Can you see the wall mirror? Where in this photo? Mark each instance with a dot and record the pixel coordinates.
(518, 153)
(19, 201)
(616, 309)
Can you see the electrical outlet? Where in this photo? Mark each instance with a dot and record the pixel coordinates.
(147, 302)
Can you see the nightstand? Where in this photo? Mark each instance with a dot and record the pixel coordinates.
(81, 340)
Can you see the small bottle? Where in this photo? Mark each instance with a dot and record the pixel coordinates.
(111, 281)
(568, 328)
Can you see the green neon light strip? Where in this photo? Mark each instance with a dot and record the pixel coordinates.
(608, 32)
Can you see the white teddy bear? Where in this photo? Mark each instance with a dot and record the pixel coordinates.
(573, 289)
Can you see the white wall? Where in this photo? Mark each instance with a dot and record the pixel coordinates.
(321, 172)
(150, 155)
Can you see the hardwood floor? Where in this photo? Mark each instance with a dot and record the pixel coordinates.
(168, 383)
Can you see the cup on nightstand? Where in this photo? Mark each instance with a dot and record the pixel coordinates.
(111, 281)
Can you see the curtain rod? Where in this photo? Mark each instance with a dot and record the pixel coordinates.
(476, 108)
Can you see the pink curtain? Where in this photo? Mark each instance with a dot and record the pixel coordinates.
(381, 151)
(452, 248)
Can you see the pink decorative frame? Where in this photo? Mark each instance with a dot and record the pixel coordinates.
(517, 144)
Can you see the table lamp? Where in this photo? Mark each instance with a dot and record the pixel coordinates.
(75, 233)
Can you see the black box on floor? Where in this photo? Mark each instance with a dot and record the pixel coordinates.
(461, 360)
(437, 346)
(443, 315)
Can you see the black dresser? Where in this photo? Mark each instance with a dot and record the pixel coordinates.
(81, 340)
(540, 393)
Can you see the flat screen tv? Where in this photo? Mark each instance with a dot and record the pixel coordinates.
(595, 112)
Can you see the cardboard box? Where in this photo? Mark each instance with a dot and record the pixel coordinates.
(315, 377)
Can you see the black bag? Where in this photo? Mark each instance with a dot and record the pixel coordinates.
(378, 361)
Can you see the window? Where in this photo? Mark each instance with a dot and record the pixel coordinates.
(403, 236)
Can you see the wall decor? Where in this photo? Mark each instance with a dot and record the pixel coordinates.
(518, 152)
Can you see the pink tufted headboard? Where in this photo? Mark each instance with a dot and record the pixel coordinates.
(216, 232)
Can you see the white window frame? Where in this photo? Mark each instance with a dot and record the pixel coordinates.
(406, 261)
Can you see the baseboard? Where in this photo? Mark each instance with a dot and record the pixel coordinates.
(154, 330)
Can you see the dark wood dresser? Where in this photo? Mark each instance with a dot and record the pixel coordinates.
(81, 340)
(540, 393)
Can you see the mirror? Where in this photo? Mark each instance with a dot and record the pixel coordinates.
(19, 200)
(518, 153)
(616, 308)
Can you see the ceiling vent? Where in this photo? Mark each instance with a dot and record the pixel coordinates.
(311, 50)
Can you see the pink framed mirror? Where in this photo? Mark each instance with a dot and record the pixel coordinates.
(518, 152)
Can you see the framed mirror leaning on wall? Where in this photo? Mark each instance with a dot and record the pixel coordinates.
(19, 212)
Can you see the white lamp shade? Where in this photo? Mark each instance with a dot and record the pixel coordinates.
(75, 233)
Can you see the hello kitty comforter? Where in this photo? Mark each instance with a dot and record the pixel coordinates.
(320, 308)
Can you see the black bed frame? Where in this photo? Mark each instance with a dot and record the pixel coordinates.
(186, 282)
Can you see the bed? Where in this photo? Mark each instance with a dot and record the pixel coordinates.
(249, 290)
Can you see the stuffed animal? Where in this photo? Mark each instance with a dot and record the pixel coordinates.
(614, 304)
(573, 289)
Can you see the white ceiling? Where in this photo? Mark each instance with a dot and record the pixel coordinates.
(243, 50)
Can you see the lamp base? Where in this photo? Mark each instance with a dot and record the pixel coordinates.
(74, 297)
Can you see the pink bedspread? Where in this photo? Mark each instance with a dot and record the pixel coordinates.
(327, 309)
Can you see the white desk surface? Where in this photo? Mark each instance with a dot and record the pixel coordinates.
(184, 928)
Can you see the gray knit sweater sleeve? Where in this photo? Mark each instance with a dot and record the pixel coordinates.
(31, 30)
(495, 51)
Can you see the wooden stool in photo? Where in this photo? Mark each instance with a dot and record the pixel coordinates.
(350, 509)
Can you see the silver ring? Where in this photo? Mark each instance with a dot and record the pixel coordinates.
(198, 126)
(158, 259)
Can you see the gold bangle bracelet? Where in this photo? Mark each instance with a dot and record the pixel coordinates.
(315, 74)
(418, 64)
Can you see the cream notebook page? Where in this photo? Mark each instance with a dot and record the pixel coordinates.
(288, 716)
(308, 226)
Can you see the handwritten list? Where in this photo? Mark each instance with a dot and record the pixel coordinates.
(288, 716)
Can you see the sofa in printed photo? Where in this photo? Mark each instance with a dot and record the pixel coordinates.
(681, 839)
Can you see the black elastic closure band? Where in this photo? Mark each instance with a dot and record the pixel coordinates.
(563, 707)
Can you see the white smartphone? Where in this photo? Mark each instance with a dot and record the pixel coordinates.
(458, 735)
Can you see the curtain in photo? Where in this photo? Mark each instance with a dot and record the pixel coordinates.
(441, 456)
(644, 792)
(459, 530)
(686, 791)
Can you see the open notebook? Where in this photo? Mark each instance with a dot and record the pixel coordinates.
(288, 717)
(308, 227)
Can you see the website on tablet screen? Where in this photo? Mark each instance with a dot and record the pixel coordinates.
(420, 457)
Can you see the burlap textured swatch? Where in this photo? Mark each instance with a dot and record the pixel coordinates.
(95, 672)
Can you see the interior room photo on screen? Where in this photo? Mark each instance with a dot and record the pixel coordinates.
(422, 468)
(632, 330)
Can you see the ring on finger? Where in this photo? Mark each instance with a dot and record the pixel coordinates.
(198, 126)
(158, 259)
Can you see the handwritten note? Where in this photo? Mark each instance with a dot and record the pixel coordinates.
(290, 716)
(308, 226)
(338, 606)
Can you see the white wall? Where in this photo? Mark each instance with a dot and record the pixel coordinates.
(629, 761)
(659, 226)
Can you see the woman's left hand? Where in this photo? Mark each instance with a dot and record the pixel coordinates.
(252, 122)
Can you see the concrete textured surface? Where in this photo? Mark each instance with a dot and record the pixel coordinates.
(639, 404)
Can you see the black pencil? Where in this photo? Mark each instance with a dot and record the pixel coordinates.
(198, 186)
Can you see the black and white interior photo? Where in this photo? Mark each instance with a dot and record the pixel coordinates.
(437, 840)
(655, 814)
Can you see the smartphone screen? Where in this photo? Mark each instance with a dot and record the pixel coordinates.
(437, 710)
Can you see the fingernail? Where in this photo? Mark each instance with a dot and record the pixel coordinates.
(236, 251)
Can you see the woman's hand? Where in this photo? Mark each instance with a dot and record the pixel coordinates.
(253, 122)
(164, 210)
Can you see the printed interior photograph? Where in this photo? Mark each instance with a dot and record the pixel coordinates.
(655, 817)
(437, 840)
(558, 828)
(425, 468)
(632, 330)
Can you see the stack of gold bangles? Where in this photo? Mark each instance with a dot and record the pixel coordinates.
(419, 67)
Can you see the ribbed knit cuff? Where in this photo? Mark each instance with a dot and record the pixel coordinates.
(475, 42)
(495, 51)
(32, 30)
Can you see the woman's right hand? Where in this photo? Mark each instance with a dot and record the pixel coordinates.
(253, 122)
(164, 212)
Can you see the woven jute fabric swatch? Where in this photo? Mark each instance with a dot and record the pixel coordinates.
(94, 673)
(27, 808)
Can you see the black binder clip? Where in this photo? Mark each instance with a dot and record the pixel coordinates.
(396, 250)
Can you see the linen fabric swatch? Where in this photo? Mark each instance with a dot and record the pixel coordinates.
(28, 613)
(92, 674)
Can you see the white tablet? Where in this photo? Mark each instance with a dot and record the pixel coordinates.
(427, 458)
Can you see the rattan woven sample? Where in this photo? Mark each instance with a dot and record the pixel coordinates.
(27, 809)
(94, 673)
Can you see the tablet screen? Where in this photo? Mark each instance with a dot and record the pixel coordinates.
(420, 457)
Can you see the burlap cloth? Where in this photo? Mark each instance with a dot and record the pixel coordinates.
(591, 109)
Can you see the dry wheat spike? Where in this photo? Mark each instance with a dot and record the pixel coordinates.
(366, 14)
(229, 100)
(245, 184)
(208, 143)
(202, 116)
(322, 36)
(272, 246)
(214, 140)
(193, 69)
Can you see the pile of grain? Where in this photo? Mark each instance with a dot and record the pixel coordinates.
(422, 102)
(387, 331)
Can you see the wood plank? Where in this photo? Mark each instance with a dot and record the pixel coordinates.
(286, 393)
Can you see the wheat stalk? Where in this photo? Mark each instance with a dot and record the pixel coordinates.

━━━━━━━━━━━━━━━━━━━━━━━━━━━━━━

HOW TO COMPLETE THIS TASK.
Starting from the line that contains "Can you see the pile", give again every line to the last line of the data, exactly. Include nothing else.

ANSWER FOR THE TASK.
Can you see the pile of grain? Where in this photo? Mark each instance with a dot and record the pixel coordinates.
(422, 102)
(387, 331)
Can you see the wood plank? Where in this photo? Mark each instance with a dot and record the pixel coordinates.
(286, 393)
Can you see the wheat stalk? Where in this photo? Mark each instance with a dot and record the pixel coordinates.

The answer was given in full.